▸ Description of the task:
Give the stretch of the listing from its start through the line containing "<point>254,298</point>" again, switching "black tire" to "rubber tire" and leaving everything else unchanged. Leave the pictures out.

** Begin Material shown **

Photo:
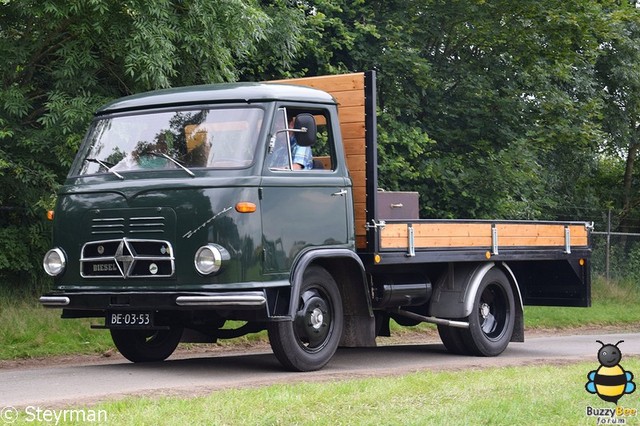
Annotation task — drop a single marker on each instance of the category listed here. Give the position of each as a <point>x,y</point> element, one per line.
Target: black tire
<point>146,345</point>
<point>492,318</point>
<point>309,341</point>
<point>452,339</point>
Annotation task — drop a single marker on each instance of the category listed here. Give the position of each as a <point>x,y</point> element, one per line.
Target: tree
<point>61,60</point>
<point>493,101</point>
<point>617,71</point>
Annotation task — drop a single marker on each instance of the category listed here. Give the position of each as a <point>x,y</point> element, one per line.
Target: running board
<point>431,320</point>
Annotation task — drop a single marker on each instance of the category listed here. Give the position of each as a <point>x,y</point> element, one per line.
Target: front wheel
<point>146,345</point>
<point>493,316</point>
<point>309,341</point>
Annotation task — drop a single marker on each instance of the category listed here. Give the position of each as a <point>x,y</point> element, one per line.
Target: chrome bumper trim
<point>55,301</point>
<point>254,298</point>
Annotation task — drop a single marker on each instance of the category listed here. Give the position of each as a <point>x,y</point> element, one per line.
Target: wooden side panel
<point>348,90</point>
<point>472,235</point>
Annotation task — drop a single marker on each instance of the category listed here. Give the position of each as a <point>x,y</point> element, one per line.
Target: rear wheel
<point>146,345</point>
<point>309,341</point>
<point>492,318</point>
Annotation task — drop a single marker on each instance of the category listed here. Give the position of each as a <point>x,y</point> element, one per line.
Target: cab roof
<point>217,93</point>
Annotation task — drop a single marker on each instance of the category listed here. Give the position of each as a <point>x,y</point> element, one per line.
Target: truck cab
<point>184,209</point>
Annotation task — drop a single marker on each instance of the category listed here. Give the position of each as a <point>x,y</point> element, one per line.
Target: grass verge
<point>30,331</point>
<point>540,395</point>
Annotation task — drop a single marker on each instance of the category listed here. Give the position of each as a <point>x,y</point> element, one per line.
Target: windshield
<point>213,138</point>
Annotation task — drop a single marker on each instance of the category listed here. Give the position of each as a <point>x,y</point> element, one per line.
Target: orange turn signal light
<point>245,207</point>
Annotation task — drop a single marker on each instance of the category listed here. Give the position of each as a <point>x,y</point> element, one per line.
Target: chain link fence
<point>616,255</point>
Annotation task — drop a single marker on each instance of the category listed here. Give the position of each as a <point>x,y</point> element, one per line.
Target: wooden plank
<point>329,83</point>
<point>353,131</point>
<point>452,229</point>
<point>353,146</point>
<point>460,235</point>
<point>356,162</point>
<point>350,98</point>
<point>351,114</point>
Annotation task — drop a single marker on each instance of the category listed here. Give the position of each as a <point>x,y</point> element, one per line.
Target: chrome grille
<point>122,226</point>
<point>127,258</point>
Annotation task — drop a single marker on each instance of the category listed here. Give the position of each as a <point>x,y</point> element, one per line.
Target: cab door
<point>302,209</point>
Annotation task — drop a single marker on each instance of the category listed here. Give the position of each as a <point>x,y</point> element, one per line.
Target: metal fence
<point>616,255</point>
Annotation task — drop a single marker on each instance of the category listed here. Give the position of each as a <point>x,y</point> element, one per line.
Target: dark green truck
<point>179,214</point>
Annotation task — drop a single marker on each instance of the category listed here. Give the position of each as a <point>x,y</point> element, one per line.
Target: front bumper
<point>102,301</point>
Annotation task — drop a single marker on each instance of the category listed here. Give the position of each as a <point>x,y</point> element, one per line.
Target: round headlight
<point>209,259</point>
<point>54,262</point>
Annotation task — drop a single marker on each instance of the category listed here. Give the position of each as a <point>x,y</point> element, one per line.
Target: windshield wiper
<point>107,166</point>
<point>173,160</point>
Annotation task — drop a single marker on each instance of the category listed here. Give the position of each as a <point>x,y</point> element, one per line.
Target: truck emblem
<point>124,259</point>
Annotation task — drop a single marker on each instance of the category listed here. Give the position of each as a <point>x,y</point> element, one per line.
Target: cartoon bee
<point>610,381</point>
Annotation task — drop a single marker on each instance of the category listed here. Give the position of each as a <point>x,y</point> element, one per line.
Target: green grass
<point>30,331</point>
<point>540,395</point>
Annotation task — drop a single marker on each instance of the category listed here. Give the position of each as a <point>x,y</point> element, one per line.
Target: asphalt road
<point>82,383</point>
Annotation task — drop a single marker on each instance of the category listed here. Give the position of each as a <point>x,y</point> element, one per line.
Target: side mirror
<point>305,129</point>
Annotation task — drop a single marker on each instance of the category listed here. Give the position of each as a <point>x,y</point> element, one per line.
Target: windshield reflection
<point>213,138</point>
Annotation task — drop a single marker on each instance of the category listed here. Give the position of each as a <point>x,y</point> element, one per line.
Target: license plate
<point>129,319</point>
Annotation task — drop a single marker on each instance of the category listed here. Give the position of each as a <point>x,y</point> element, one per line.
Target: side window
<point>286,154</point>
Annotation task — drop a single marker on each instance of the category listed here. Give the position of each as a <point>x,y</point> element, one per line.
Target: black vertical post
<point>371,157</point>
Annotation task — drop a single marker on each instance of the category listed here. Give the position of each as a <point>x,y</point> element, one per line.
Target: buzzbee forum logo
<point>610,381</point>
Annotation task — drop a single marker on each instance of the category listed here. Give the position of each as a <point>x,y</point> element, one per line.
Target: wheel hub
<point>485,310</point>
<point>316,319</point>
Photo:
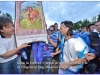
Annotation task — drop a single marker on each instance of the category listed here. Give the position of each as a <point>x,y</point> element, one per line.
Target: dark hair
<point>53,27</point>
<point>70,25</point>
<point>88,27</point>
<point>4,21</point>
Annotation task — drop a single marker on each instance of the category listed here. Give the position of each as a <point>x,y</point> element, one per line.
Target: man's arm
<point>51,41</point>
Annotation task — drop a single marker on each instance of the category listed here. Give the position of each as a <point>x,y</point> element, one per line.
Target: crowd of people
<point>74,52</point>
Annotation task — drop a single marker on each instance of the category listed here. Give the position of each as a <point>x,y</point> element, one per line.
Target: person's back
<point>9,60</point>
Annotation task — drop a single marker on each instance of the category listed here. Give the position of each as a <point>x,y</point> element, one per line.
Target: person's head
<point>51,29</point>
<point>56,26</point>
<point>90,27</point>
<point>97,26</point>
<point>83,29</point>
<point>66,28</point>
<point>6,26</point>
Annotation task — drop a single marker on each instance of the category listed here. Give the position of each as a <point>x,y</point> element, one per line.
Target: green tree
<point>85,22</point>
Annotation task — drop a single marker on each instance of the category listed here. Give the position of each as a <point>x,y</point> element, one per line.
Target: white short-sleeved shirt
<point>7,44</point>
<point>74,48</point>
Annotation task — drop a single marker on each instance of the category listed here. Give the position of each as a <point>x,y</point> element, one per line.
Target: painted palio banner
<point>30,23</point>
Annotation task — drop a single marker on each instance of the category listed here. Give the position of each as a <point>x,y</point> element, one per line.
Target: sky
<point>58,11</point>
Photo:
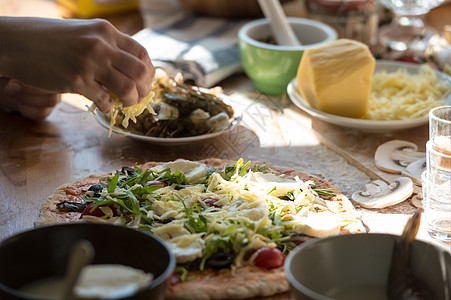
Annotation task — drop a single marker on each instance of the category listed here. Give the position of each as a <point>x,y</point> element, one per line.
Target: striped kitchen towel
<point>202,49</point>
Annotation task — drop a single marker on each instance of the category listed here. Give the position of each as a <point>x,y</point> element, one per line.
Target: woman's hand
<point>89,57</point>
<point>30,102</point>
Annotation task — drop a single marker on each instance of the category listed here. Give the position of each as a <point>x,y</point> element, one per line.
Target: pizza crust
<point>224,284</point>
<point>228,284</point>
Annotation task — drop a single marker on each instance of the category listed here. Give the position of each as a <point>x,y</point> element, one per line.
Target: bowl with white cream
<point>126,263</point>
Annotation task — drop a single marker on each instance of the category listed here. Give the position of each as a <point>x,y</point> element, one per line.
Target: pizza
<point>229,224</point>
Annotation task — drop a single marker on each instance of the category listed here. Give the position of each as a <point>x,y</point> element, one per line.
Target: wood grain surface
<point>36,158</point>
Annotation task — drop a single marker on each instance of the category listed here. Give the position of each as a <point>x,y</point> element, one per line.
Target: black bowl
<point>44,252</point>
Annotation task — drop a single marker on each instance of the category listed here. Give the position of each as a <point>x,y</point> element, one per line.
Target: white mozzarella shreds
<point>247,210</point>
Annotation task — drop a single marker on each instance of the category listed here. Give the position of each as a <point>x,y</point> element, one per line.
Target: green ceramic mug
<point>271,67</point>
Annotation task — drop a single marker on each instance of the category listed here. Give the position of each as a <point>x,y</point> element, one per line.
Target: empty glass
<point>437,207</point>
<point>408,31</point>
<point>440,128</point>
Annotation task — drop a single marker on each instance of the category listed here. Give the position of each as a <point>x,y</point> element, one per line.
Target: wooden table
<point>36,158</point>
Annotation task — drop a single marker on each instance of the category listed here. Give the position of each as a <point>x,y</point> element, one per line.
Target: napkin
<point>203,49</point>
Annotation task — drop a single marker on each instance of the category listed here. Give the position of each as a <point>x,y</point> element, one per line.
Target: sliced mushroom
<point>379,194</point>
<point>415,169</point>
<point>394,156</point>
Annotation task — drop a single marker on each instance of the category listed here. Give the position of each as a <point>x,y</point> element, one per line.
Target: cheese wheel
<point>336,77</point>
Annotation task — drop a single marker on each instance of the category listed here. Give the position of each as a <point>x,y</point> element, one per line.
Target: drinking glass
<point>440,128</point>
<point>408,31</point>
<point>437,207</point>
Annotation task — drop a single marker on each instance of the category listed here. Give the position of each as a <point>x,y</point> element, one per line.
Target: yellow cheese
<point>336,78</point>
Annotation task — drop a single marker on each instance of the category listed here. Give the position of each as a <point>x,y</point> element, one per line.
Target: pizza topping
<point>220,260</point>
<point>194,172</point>
<point>99,210</point>
<point>96,189</point>
<point>268,258</point>
<point>207,216</point>
<point>155,182</point>
<point>71,206</point>
<point>211,202</point>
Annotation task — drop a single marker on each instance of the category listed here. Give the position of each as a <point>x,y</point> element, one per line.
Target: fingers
<point>140,73</point>
<point>31,96</point>
<point>35,113</point>
<point>134,62</point>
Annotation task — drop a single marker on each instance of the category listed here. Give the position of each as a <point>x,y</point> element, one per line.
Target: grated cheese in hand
<point>131,112</point>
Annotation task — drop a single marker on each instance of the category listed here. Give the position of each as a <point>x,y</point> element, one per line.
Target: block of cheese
<point>336,77</point>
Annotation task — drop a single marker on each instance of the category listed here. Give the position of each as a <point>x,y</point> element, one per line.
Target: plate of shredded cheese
<point>172,113</point>
<point>401,96</point>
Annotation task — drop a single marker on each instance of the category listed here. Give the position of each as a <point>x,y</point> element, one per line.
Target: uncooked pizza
<point>229,224</point>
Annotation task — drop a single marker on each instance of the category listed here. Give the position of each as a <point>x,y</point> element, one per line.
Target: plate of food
<point>401,96</point>
<point>229,224</point>
<point>174,113</point>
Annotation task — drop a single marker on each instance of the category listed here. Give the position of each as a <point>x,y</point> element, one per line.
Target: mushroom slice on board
<point>394,156</point>
<point>415,169</point>
<point>379,194</point>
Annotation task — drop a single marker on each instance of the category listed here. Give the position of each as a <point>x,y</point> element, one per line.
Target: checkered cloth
<point>203,49</point>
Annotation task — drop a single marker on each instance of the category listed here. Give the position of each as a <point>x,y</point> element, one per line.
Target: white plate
<point>381,65</point>
<point>100,117</point>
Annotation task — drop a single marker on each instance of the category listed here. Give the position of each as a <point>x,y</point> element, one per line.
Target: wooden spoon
<point>282,31</point>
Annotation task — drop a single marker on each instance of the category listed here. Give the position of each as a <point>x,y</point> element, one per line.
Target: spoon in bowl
<point>81,255</point>
<point>282,31</point>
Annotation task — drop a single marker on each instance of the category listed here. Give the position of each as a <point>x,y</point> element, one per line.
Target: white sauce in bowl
<point>95,282</point>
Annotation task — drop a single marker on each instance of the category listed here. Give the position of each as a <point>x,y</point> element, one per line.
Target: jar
<point>352,19</point>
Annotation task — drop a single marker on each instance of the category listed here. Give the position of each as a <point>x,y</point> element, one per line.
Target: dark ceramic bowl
<point>44,252</point>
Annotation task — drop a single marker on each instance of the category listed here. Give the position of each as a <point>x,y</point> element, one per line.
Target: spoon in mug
<point>282,31</point>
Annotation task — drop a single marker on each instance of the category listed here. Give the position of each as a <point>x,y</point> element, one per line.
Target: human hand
<point>89,57</point>
<point>30,102</point>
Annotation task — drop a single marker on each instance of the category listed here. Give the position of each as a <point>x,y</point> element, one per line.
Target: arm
<point>89,57</point>
<point>30,102</point>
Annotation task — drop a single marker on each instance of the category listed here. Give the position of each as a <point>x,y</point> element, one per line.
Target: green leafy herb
<point>113,183</point>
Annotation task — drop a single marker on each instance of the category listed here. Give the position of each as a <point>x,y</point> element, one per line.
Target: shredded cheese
<point>250,213</point>
<point>131,112</point>
<point>400,95</point>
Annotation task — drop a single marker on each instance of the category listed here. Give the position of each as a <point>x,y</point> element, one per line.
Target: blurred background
<point>357,19</point>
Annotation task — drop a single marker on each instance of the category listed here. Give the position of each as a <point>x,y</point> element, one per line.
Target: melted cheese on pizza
<point>248,213</point>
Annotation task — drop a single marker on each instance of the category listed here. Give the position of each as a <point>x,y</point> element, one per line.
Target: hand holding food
<point>89,57</point>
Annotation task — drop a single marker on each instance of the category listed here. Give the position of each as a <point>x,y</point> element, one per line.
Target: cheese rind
<point>336,77</point>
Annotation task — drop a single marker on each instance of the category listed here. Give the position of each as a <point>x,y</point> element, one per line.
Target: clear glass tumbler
<point>408,31</point>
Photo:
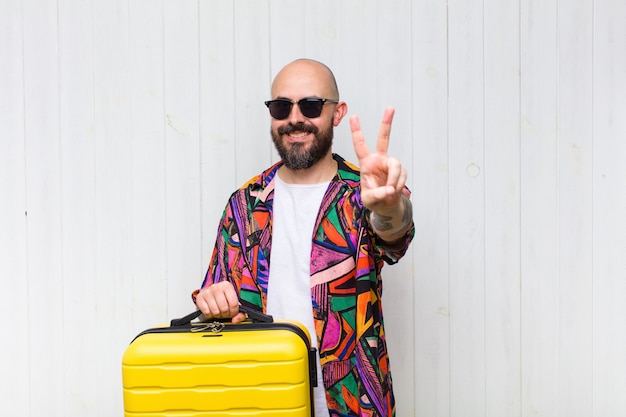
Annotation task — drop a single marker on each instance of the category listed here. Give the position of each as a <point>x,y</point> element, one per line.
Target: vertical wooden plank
<point>182,147</point>
<point>113,202</point>
<point>539,205</point>
<point>14,357</point>
<point>77,153</point>
<point>575,207</point>
<point>467,210</point>
<point>253,145</point>
<point>147,170</point>
<point>502,207</point>
<point>43,195</point>
<point>430,173</point>
<point>217,118</point>
<point>609,209</point>
<point>394,69</point>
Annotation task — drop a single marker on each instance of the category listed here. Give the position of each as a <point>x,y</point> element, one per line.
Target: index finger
<point>385,131</point>
<point>360,146</point>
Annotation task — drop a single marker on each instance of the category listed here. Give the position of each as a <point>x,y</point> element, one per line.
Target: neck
<point>322,171</point>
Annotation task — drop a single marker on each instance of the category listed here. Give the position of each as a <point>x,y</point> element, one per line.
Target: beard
<point>299,156</point>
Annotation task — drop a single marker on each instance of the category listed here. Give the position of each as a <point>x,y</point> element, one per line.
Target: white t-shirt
<point>289,285</point>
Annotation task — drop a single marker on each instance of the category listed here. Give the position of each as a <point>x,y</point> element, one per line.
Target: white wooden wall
<point>125,124</point>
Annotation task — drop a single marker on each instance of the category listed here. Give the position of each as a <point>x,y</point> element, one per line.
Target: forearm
<point>394,223</point>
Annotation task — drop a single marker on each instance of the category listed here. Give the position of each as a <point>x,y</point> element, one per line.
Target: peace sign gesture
<point>382,177</point>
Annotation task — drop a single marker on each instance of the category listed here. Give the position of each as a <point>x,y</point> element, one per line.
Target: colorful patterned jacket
<point>346,286</point>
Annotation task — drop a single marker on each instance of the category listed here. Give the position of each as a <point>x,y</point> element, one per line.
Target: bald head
<point>305,78</point>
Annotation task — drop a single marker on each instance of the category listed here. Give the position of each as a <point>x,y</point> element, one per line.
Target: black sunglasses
<point>311,107</point>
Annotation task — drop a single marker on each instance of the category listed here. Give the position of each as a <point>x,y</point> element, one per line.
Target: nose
<point>295,116</point>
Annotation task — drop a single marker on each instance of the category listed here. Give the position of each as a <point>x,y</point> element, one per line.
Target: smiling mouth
<point>297,131</point>
<point>298,135</point>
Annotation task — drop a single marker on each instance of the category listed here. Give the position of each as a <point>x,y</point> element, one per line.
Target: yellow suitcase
<point>257,368</point>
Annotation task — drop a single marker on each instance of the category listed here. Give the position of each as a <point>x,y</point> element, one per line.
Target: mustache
<point>298,127</point>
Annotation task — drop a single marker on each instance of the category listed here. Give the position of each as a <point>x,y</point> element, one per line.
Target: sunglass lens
<point>311,108</point>
<point>280,109</point>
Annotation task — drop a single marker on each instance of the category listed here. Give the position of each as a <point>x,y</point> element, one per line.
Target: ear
<point>340,111</point>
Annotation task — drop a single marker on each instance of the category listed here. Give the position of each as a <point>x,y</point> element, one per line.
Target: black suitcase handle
<point>245,307</point>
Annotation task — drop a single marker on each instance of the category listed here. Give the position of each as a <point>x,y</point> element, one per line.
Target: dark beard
<point>297,156</point>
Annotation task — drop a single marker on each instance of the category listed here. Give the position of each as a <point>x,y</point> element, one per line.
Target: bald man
<point>307,238</point>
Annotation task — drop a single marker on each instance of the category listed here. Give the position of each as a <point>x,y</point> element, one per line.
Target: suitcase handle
<point>245,307</point>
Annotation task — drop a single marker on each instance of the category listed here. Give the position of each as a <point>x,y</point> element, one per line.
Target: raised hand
<point>382,177</point>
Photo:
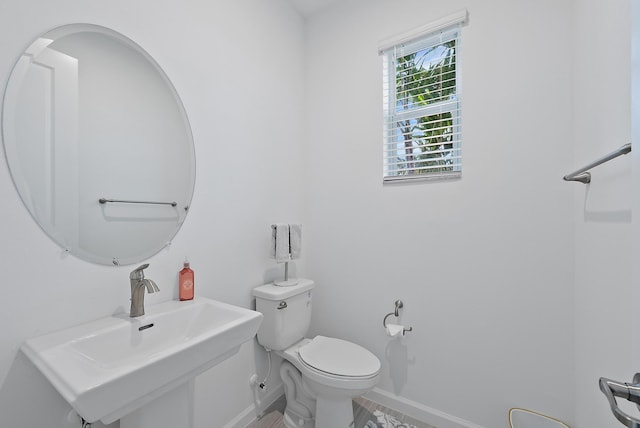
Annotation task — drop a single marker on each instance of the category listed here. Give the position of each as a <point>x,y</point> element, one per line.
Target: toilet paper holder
<point>396,313</point>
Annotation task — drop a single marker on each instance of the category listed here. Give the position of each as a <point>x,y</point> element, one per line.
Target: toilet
<point>321,376</point>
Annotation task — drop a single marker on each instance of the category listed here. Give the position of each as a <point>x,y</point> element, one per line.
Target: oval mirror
<point>98,144</point>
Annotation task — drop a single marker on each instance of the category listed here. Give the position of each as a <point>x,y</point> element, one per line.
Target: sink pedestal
<point>171,410</point>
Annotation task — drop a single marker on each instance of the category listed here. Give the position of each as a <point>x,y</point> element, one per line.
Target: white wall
<point>238,69</point>
<point>484,264</point>
<point>602,212</point>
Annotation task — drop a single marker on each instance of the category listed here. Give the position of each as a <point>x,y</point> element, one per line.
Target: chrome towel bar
<point>120,201</point>
<point>583,176</point>
<point>630,392</point>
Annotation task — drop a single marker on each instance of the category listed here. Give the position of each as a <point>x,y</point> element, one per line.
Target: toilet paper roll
<point>395,330</point>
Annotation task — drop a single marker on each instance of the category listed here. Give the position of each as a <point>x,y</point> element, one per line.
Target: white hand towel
<point>280,242</point>
<point>295,240</point>
<point>395,330</point>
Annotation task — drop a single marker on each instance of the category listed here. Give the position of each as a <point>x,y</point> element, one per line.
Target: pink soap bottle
<point>185,282</point>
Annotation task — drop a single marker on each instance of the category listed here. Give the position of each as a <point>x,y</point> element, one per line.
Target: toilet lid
<point>339,357</point>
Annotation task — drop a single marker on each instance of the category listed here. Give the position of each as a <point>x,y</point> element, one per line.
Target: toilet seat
<point>339,358</point>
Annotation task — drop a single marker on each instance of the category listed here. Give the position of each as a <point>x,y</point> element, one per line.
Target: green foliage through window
<point>423,125</point>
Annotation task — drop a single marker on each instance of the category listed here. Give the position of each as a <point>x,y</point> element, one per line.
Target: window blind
<point>422,114</point>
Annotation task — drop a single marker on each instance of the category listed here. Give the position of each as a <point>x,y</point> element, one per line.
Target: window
<point>422,117</point>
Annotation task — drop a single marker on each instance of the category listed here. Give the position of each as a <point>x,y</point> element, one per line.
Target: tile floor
<point>367,414</point>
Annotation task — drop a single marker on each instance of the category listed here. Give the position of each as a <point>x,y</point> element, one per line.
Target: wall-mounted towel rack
<point>121,201</point>
<point>585,177</point>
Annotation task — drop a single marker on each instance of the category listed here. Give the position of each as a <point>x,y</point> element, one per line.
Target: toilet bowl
<point>329,372</point>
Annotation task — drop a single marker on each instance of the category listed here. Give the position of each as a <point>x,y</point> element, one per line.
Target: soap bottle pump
<point>186,282</point>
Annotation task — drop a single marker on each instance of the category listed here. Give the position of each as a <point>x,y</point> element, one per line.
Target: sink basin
<point>109,367</point>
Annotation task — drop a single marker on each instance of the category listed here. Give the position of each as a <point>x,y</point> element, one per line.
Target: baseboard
<point>250,414</point>
<point>418,411</point>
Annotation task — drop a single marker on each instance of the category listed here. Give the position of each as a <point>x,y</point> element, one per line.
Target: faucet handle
<point>138,272</point>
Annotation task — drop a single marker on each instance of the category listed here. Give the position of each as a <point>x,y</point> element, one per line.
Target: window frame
<point>436,33</point>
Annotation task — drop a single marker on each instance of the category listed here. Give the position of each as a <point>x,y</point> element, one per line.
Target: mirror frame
<point>14,165</point>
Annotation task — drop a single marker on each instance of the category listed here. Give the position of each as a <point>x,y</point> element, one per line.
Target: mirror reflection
<point>89,115</point>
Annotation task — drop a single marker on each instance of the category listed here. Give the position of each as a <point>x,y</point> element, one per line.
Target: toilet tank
<point>287,313</point>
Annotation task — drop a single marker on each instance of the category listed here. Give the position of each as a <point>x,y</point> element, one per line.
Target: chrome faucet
<point>138,283</point>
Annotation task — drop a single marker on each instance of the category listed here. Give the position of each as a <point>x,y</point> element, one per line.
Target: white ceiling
<point>309,7</point>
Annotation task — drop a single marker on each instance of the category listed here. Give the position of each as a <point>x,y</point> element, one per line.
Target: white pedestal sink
<point>141,369</point>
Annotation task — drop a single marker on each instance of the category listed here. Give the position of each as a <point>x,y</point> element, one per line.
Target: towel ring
<point>396,313</point>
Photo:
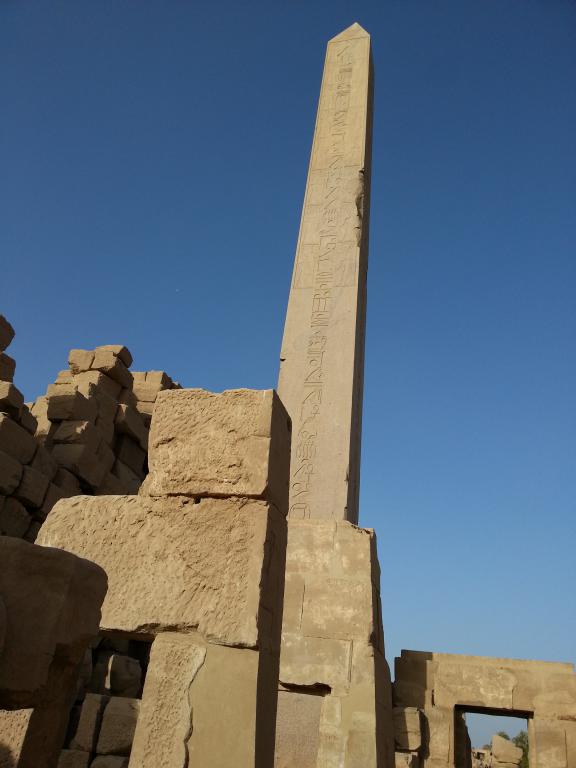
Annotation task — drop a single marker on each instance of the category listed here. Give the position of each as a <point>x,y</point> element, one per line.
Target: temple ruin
<point>184,582</point>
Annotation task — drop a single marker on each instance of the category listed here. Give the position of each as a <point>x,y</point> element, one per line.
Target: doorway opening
<point>490,739</point>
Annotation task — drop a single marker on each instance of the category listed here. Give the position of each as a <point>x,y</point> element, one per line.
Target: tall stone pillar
<point>334,706</point>
<point>322,357</point>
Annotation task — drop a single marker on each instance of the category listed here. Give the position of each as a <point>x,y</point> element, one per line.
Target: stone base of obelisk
<point>335,704</point>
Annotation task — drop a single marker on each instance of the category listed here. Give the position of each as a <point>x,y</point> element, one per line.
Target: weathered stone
<point>124,676</point>
<point>129,422</point>
<point>80,360</point>
<point>106,361</point>
<point>44,462</point>
<point>14,520</point>
<point>118,726</point>
<point>32,488</point>
<point>130,453</point>
<point>10,473</point>
<point>6,333</point>
<point>11,399</point>
<point>168,550</point>
<point>70,758</point>
<point>52,599</point>
<point>16,441</point>
<point>407,728</point>
<point>7,367</point>
<point>88,728</point>
<point>205,444</point>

** End Material shown **

▸ Task answer:
Photo:
Annotation task — drop a single marker on each instance of the category listed here. Give the position of each as a <point>x,y</point> element, one per line.
Target: rubber tire
<point>146,345</point>
<point>492,318</point>
<point>309,341</point>
<point>452,339</point>
Annotation task — drop a single marker on each instance of the category listed here. Give the position of each as a <point>x,y</point> element, one per line.
Target: tree
<point>61,60</point>
<point>493,101</point>
<point>617,71</point>
Annotation task — drop a single marker on each instance of the category listed here. Give the position of each as a <point>x,y</point> element, one per line.
Target: running board
<point>431,320</point>
Annotation task — drop a single marker on each instance of the category listed here. Give the position of each as a <point>x,y</point> element, one per line.
Target: front wheel
<point>146,345</point>
<point>493,316</point>
<point>309,341</point>
Annotation task — drop a single marker on each instance of the category listed here. Give the position of each as a <point>x,y</point> element, one per line.
Target: chrome bumper trim
<point>55,301</point>
<point>254,298</point>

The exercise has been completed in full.